--- Written instruction ---
Reproduce the records below, from their start through the line containing "285 122 L 294", with every "foliage" replaced by "vegetation" and all else unchanged. Leave the pictures out of your output.

** START **

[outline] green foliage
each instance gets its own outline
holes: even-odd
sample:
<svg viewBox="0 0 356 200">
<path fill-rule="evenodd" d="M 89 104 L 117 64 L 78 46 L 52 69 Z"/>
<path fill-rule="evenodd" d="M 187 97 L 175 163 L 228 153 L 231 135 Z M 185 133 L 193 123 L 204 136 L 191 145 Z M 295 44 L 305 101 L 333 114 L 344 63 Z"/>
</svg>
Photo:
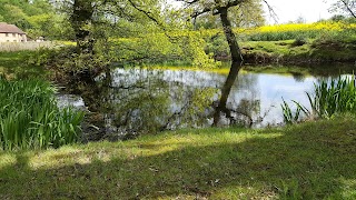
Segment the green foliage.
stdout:
<svg viewBox="0 0 356 200">
<path fill-rule="evenodd" d="M 285 122 L 294 123 L 299 120 L 300 111 L 308 118 L 334 118 L 336 114 L 356 113 L 355 77 L 338 78 L 337 80 L 322 80 L 314 84 L 314 93 L 307 92 L 312 110 L 293 101 L 297 106 L 295 114 L 288 103 L 281 104 Z"/>
<path fill-rule="evenodd" d="M 0 199 L 355 199 L 355 130 L 344 116 L 0 152 Z"/>
<path fill-rule="evenodd" d="M 314 97 L 307 93 L 314 114 L 332 118 L 336 113 L 356 112 L 355 77 L 315 84 Z M 312 113 L 313 113 L 312 112 Z"/>
<path fill-rule="evenodd" d="M 58 148 L 78 141 L 83 112 L 58 108 L 48 82 L 0 78 L 0 149 Z"/>
</svg>

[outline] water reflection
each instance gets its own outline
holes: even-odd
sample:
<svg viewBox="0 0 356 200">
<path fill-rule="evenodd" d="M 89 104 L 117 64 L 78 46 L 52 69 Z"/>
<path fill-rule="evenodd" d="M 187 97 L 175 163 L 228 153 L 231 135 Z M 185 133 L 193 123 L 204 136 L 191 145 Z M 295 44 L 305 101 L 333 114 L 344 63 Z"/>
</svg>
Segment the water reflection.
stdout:
<svg viewBox="0 0 356 200">
<path fill-rule="evenodd" d="M 228 78 L 207 71 L 115 69 L 99 77 L 83 99 L 102 113 L 105 134 L 117 138 L 212 124 L 266 127 L 283 122 L 281 97 L 307 104 L 305 92 L 324 79 L 238 69 Z"/>
</svg>

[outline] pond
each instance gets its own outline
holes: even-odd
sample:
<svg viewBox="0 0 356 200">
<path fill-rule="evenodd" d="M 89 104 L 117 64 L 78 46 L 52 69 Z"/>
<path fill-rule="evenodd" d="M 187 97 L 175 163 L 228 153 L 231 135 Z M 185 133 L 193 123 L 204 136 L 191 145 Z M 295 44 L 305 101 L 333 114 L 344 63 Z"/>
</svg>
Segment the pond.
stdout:
<svg viewBox="0 0 356 200">
<path fill-rule="evenodd" d="M 283 124 L 283 98 L 307 106 L 305 92 L 313 92 L 314 83 L 352 74 L 353 68 L 244 68 L 231 83 L 226 101 L 228 112 L 219 114 L 217 126 Z M 83 99 L 87 106 L 93 103 L 103 113 L 107 132 L 126 134 L 209 127 L 215 122 L 228 72 L 228 69 L 117 68 L 98 77 L 96 89 L 91 88 L 92 92 Z"/>
</svg>

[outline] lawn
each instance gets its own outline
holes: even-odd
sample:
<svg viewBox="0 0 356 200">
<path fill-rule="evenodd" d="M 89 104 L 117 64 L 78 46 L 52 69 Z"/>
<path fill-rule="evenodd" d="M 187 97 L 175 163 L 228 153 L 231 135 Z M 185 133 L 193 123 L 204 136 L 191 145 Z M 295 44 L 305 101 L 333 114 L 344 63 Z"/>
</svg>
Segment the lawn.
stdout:
<svg viewBox="0 0 356 200">
<path fill-rule="evenodd" d="M 356 119 L 0 152 L 0 199 L 355 199 Z"/>
</svg>

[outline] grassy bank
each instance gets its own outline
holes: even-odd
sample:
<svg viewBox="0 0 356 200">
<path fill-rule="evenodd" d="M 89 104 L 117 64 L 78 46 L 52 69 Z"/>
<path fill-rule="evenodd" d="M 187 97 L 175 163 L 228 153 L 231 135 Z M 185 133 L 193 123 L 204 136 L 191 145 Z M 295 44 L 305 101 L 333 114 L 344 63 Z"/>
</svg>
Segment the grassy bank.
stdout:
<svg viewBox="0 0 356 200">
<path fill-rule="evenodd" d="M 355 41 L 249 41 L 243 42 L 241 49 L 248 63 L 308 64 L 356 61 Z"/>
<path fill-rule="evenodd" d="M 356 119 L 0 152 L 1 199 L 355 199 Z"/>
<path fill-rule="evenodd" d="M 0 151 L 58 148 L 79 140 L 82 112 L 58 108 L 42 80 L 0 78 Z"/>
</svg>

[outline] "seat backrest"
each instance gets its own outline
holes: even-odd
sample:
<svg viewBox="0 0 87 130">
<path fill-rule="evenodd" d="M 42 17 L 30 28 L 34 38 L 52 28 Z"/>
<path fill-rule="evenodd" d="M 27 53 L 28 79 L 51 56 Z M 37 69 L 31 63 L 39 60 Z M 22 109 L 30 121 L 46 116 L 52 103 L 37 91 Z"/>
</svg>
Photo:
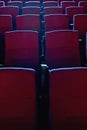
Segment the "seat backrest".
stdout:
<svg viewBox="0 0 87 130">
<path fill-rule="evenodd" d="M 0 15 L 0 35 L 12 30 L 12 16 Z"/>
<path fill-rule="evenodd" d="M 87 67 L 50 70 L 51 130 L 87 129 Z"/>
<path fill-rule="evenodd" d="M 0 7 L 0 14 L 10 14 L 12 17 L 16 17 L 19 14 L 19 9 L 16 6 Z"/>
<path fill-rule="evenodd" d="M 56 6 L 58 7 L 57 1 L 45 1 L 43 2 L 44 7 Z"/>
<path fill-rule="evenodd" d="M 65 8 L 68 6 L 76 6 L 76 2 L 75 1 L 61 1 L 61 7 L 62 7 L 63 13 L 65 13 Z"/>
<path fill-rule="evenodd" d="M 3 6 L 0 7 L 0 15 L 3 14 L 8 14 L 8 15 L 12 15 L 12 23 L 13 23 L 13 27 L 16 27 L 16 21 L 15 18 L 16 16 L 19 14 L 19 8 L 17 6 Z"/>
<path fill-rule="evenodd" d="M 69 22 L 72 23 L 73 16 L 75 14 L 84 14 L 84 8 L 82 6 L 81 7 L 78 7 L 78 6 L 66 7 L 65 13 L 69 15 Z"/>
<path fill-rule="evenodd" d="M 40 15 L 40 7 L 37 7 L 37 6 L 23 7 L 22 14 L 39 14 Z"/>
<path fill-rule="evenodd" d="M 25 2 L 25 6 L 38 6 L 38 7 L 40 7 L 40 1 L 27 1 L 27 2 Z"/>
<path fill-rule="evenodd" d="M 78 3 L 80 2 L 80 1 L 84 1 L 84 0 L 74 0 L 75 2 L 76 2 L 76 5 L 78 6 Z"/>
<path fill-rule="evenodd" d="M 74 15 L 73 23 L 73 29 L 78 30 L 80 37 L 83 37 L 87 32 L 87 14 Z"/>
<path fill-rule="evenodd" d="M 35 70 L 0 68 L 0 129 L 36 127 Z"/>
<path fill-rule="evenodd" d="M 5 33 L 6 66 L 34 67 L 39 64 L 38 32 L 16 30 Z"/>
<path fill-rule="evenodd" d="M 83 6 L 85 13 L 87 13 L 87 1 L 79 1 L 78 6 Z"/>
<path fill-rule="evenodd" d="M 67 14 L 49 14 L 45 15 L 46 31 L 68 29 L 69 19 Z"/>
<path fill-rule="evenodd" d="M 80 66 L 78 32 L 46 32 L 46 63 L 50 68 Z"/>
<path fill-rule="evenodd" d="M 5 2 L 4 1 L 0 1 L 0 6 L 5 6 Z"/>
<path fill-rule="evenodd" d="M 45 15 L 47 14 L 62 14 L 62 8 L 51 6 L 51 7 L 45 7 L 44 8 Z"/>
<path fill-rule="evenodd" d="M 40 30 L 40 15 L 24 14 L 16 17 L 16 29 L 18 30 Z"/>
<path fill-rule="evenodd" d="M 22 8 L 23 2 L 22 1 L 8 1 L 7 5 L 8 6 L 18 6 L 19 8 Z"/>
</svg>

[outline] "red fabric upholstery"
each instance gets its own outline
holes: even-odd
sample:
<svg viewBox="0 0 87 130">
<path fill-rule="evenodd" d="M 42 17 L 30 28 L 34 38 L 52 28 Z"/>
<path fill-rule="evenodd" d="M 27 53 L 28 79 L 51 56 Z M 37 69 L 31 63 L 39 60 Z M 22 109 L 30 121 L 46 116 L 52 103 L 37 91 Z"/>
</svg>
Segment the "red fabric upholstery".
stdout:
<svg viewBox="0 0 87 130">
<path fill-rule="evenodd" d="M 58 7 L 45 7 L 44 8 L 44 13 L 45 14 L 62 14 L 62 8 Z"/>
<path fill-rule="evenodd" d="M 46 63 L 50 68 L 79 66 L 78 32 L 72 30 L 47 32 Z"/>
<path fill-rule="evenodd" d="M 23 6 L 23 2 L 22 1 L 9 1 L 7 2 L 8 6 L 18 6 L 20 8 L 22 8 Z"/>
<path fill-rule="evenodd" d="M 87 32 L 87 14 L 74 15 L 74 29 L 78 30 L 80 36 Z"/>
<path fill-rule="evenodd" d="M 50 71 L 51 130 L 87 129 L 87 68 Z"/>
<path fill-rule="evenodd" d="M 40 15 L 40 7 L 23 7 L 22 14 L 39 14 Z"/>
<path fill-rule="evenodd" d="M 78 7 L 78 6 L 70 6 L 70 7 L 66 7 L 65 9 L 65 13 L 69 15 L 69 22 L 73 22 L 73 16 L 75 14 L 84 14 L 84 8 Z"/>
<path fill-rule="evenodd" d="M 25 2 L 25 6 L 38 6 L 38 7 L 40 7 L 40 1 L 27 1 L 27 2 Z"/>
<path fill-rule="evenodd" d="M 67 14 L 49 14 L 45 15 L 45 29 L 46 31 L 68 29 L 68 15 Z"/>
<path fill-rule="evenodd" d="M 85 13 L 87 13 L 87 1 L 79 1 L 78 6 L 83 6 Z"/>
<path fill-rule="evenodd" d="M 36 67 L 39 63 L 38 32 L 6 32 L 5 65 Z"/>
<path fill-rule="evenodd" d="M 0 129 L 35 130 L 35 70 L 0 68 Z"/>
<path fill-rule="evenodd" d="M 16 17 L 18 30 L 40 30 L 40 16 L 37 14 L 24 14 Z"/>
<path fill-rule="evenodd" d="M 44 7 L 50 7 L 50 6 L 58 7 L 57 1 L 45 1 L 45 2 L 43 2 L 43 4 L 44 4 Z"/>
<path fill-rule="evenodd" d="M 12 30 L 12 16 L 0 15 L 0 35 Z"/>
</svg>

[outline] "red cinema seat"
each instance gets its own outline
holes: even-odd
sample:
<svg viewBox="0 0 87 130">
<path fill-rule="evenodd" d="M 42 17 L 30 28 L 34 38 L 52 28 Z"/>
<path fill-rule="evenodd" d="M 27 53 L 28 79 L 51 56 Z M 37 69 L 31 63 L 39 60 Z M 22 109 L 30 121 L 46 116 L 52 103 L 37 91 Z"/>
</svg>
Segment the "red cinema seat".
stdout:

** END **

--- Full output ---
[outline] green vegetation
each instance gets its own outline
holes: even-odd
sample:
<svg viewBox="0 0 356 200">
<path fill-rule="evenodd" d="M 89 104 L 117 64 L 78 46 L 52 69 Z"/>
<path fill-rule="evenodd" d="M 187 97 L 175 163 L 228 153 L 231 135 Z M 185 133 L 193 123 L 204 136 L 191 145 Z M 295 44 L 305 101 L 333 114 L 344 63 Z"/>
</svg>
Photo:
Segment the green vegetation.
stdout:
<svg viewBox="0 0 356 200">
<path fill-rule="evenodd" d="M 285 122 L 294 123 L 299 120 L 300 111 L 308 118 L 334 118 L 336 114 L 356 113 L 355 77 L 338 78 L 337 80 L 322 80 L 314 84 L 314 93 L 307 92 L 312 110 L 293 101 L 297 106 L 295 114 L 288 103 L 281 104 Z"/>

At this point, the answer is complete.